Collected data entries:
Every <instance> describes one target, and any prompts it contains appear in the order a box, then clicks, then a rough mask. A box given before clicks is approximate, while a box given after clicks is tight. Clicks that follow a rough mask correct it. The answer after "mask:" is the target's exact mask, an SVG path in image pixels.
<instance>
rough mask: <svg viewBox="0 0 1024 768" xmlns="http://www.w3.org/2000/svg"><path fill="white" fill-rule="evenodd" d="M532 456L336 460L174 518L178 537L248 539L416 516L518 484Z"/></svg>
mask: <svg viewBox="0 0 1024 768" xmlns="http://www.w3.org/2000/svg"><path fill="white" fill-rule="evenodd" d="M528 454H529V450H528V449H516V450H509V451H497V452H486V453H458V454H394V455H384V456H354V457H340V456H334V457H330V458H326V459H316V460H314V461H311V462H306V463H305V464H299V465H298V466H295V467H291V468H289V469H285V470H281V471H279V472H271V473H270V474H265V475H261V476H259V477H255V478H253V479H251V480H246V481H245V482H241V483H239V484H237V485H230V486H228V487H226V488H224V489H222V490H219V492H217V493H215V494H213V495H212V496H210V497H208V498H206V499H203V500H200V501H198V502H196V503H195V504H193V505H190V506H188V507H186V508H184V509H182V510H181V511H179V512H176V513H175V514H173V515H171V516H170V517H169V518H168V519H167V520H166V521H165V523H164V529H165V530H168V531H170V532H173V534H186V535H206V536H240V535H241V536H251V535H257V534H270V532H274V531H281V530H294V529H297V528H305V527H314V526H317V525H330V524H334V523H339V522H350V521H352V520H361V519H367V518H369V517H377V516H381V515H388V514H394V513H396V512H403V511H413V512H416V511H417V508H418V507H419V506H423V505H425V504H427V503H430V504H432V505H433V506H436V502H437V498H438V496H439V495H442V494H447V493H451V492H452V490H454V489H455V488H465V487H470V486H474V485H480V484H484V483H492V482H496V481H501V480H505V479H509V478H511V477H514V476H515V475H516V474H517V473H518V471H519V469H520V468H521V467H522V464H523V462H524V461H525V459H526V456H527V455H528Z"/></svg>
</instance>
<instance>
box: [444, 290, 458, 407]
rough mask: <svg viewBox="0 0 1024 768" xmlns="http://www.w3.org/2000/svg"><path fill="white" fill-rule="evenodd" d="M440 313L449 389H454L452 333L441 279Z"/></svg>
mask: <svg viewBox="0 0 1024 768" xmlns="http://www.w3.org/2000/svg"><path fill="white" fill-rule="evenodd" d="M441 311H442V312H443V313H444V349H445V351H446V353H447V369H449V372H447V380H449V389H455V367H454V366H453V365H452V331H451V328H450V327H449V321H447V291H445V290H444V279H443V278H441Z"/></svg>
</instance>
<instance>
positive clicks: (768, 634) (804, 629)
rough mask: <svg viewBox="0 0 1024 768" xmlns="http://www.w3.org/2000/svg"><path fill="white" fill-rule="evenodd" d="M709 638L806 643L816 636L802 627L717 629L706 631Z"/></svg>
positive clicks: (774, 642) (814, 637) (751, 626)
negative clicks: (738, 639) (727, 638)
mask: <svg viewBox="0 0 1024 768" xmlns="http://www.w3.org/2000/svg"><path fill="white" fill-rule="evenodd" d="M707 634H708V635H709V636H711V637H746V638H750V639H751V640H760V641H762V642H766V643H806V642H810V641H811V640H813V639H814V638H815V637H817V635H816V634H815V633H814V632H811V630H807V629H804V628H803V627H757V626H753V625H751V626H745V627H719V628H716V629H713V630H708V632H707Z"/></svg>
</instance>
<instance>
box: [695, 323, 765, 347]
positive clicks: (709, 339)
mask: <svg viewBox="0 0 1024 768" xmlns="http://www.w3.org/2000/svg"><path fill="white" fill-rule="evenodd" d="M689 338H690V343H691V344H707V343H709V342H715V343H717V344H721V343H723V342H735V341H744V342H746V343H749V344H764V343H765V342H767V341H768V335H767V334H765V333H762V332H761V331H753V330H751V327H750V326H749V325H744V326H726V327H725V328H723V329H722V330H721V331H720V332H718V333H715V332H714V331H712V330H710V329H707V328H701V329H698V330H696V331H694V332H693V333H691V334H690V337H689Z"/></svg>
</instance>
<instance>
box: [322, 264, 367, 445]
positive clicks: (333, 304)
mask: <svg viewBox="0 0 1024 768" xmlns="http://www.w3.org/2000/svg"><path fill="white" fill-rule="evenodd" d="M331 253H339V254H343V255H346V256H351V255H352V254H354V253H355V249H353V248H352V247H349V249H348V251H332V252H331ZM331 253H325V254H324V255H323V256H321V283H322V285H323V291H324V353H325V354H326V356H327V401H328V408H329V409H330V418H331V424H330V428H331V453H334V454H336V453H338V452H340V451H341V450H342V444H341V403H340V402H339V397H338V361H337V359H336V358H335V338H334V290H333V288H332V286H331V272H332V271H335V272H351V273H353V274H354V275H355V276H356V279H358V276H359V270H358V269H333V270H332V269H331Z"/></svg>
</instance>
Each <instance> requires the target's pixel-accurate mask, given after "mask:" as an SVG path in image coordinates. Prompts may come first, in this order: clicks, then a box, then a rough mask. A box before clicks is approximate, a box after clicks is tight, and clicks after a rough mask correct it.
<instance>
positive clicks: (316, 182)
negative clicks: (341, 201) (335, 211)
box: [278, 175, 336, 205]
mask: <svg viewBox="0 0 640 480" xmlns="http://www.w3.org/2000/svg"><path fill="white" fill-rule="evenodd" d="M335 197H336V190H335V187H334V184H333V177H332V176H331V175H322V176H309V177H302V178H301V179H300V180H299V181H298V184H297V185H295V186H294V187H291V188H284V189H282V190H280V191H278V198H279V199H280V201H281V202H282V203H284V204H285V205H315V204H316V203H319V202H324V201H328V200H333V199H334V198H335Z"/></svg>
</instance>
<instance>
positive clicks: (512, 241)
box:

* * *

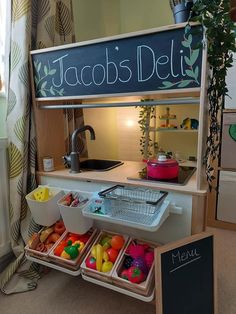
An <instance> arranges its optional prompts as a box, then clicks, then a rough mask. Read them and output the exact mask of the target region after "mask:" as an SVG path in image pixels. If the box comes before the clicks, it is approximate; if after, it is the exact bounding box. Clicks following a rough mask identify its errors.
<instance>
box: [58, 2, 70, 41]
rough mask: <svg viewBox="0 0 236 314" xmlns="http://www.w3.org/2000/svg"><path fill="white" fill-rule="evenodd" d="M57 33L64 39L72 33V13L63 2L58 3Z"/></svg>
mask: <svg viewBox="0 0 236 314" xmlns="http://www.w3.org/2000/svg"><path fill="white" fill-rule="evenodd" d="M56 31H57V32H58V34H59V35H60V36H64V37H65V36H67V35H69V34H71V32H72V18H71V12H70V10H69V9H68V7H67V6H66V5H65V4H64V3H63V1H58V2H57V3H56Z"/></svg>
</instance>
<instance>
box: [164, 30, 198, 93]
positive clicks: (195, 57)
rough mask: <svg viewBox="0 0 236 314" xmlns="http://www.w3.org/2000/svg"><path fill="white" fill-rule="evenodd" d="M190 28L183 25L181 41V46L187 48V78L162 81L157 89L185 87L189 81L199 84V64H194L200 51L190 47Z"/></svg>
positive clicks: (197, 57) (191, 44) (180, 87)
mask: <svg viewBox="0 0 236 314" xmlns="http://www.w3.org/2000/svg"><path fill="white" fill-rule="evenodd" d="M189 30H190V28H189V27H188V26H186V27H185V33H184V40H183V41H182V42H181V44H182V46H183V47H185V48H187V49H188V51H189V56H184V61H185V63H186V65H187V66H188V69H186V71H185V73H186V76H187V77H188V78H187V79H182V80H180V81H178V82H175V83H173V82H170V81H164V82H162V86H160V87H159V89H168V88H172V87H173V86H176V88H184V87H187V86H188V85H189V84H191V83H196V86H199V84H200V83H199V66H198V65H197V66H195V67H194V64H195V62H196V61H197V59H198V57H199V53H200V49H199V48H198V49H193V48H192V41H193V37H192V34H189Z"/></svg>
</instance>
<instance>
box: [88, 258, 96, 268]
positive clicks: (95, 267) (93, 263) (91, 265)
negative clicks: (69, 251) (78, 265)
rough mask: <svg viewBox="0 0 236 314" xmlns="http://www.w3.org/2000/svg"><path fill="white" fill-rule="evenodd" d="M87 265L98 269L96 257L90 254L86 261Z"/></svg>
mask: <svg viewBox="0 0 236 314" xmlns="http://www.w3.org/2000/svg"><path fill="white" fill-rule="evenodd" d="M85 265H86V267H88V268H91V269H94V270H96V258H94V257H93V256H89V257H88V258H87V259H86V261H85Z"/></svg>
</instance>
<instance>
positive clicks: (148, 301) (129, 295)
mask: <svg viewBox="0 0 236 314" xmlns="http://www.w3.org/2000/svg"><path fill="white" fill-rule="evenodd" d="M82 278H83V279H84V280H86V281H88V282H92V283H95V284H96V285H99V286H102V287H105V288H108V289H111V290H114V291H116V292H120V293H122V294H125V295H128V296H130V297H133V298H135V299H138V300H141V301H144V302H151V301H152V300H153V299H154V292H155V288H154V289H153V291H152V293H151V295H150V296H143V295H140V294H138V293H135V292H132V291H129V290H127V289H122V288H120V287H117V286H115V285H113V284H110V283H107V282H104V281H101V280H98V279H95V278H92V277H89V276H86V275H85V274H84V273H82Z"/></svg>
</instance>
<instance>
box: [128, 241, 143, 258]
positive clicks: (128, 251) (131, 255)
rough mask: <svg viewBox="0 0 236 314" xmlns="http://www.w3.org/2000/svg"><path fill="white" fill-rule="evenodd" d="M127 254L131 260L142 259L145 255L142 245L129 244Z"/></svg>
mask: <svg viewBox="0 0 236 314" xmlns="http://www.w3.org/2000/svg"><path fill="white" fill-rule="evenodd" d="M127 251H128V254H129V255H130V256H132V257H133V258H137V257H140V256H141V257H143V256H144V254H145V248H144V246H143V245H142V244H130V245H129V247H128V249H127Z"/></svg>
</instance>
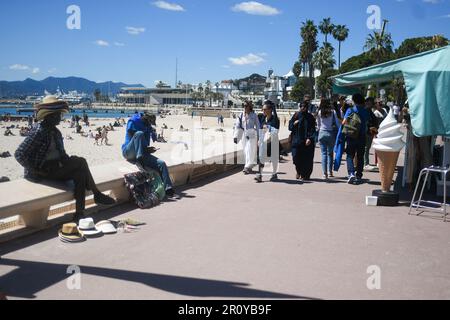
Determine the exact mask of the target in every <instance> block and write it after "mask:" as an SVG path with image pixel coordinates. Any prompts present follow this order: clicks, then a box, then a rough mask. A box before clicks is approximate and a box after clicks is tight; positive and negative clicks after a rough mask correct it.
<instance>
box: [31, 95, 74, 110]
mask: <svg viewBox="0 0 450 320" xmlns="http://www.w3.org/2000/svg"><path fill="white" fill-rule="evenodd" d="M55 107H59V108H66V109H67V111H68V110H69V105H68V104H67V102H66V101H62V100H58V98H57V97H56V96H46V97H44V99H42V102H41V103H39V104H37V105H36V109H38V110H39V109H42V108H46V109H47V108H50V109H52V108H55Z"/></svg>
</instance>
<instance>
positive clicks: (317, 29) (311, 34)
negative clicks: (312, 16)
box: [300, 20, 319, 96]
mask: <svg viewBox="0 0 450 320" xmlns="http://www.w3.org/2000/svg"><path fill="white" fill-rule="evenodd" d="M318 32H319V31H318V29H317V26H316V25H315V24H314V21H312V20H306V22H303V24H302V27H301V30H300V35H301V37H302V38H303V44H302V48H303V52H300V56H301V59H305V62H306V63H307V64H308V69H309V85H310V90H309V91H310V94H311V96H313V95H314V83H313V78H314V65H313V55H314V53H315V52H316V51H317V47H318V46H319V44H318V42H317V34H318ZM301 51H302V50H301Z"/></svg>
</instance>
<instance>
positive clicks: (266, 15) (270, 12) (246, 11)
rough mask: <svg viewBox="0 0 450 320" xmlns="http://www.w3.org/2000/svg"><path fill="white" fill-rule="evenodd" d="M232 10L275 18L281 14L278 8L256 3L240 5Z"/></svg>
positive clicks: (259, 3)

What to produce: Your answer must be the lines above from the one containing "box: [31, 95, 74, 110]" to the one containing "positive clicks: (259, 3)", both included, restated word for word.

Written solution:
box: [31, 95, 74, 110]
mask: <svg viewBox="0 0 450 320" xmlns="http://www.w3.org/2000/svg"><path fill="white" fill-rule="evenodd" d="M55 107H59V108H66V109H67V111H68V110H69V105H68V104H67V102H66V101H62V100H58V98H57V97H56V96H46V97H44V99H42V102H41V103H39V104H37V105H36V109H38V110H39V109H42V108H46V109H47V108H50V109H52V108H55Z"/></svg>
</instance>
<instance>
positive clicks: (317, 29) (311, 34)
negative clicks: (312, 16)
box: [300, 20, 319, 96]
mask: <svg viewBox="0 0 450 320" xmlns="http://www.w3.org/2000/svg"><path fill="white" fill-rule="evenodd" d="M318 32H319V31H318V29H317V26H316V25H315V24H314V21H312V20H306V22H303V24H302V27H301V30H300V35H301V37H302V38H303V44H302V48H303V52H300V56H301V59H305V62H306V63H307V64H308V69H309V85H310V90H309V91H310V94H311V96H313V95H314V83H313V78H314V65H313V55H314V53H315V52H316V51H317V47H318V46H319V44H318V42H317V34H318ZM301 51H302V50H301Z"/></svg>
</instance>
<instance>
positive clicks: (266, 15) (270, 12) (246, 11)
rough mask: <svg viewBox="0 0 450 320" xmlns="http://www.w3.org/2000/svg"><path fill="white" fill-rule="evenodd" d="M232 10L275 18L281 14L278 8L256 3L240 5Z"/></svg>
positive clicks: (259, 3)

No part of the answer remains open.